Dataset rows:
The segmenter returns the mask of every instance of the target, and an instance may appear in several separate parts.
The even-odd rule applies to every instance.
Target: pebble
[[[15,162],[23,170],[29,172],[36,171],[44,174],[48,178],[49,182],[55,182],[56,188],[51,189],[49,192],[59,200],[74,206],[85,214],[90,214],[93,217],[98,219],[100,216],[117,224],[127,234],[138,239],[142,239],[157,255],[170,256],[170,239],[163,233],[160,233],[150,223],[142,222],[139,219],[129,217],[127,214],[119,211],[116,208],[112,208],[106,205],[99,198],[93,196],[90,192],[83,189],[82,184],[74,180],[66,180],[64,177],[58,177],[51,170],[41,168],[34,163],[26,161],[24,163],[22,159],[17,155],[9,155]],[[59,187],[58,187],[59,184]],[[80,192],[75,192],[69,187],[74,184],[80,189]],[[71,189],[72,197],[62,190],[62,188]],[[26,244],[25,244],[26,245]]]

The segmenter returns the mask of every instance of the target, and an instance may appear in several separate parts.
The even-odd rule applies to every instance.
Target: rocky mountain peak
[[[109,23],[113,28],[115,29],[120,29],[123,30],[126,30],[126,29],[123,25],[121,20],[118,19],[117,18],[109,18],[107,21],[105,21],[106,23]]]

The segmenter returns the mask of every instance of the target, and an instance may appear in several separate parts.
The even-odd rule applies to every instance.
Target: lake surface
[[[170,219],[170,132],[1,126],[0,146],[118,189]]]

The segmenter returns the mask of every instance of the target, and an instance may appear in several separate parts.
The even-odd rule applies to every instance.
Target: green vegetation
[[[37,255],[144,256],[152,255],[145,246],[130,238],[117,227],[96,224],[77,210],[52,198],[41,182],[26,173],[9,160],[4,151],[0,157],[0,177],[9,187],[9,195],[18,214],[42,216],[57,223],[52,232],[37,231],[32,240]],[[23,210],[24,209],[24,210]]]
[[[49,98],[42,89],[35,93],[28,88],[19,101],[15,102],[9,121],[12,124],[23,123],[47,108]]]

Goal — Edit the lines starting at the first line and ending at the one containing "Target: pebble", replacing "even-odd rule" with "nonzero winding rule" and leaving everything else intact.

Solution for this problem —
The segmenter returns the mask of every instance of the target, and an instance may appear in several separate parts.
The nonzero winding rule applies to every instance.
Target: pebble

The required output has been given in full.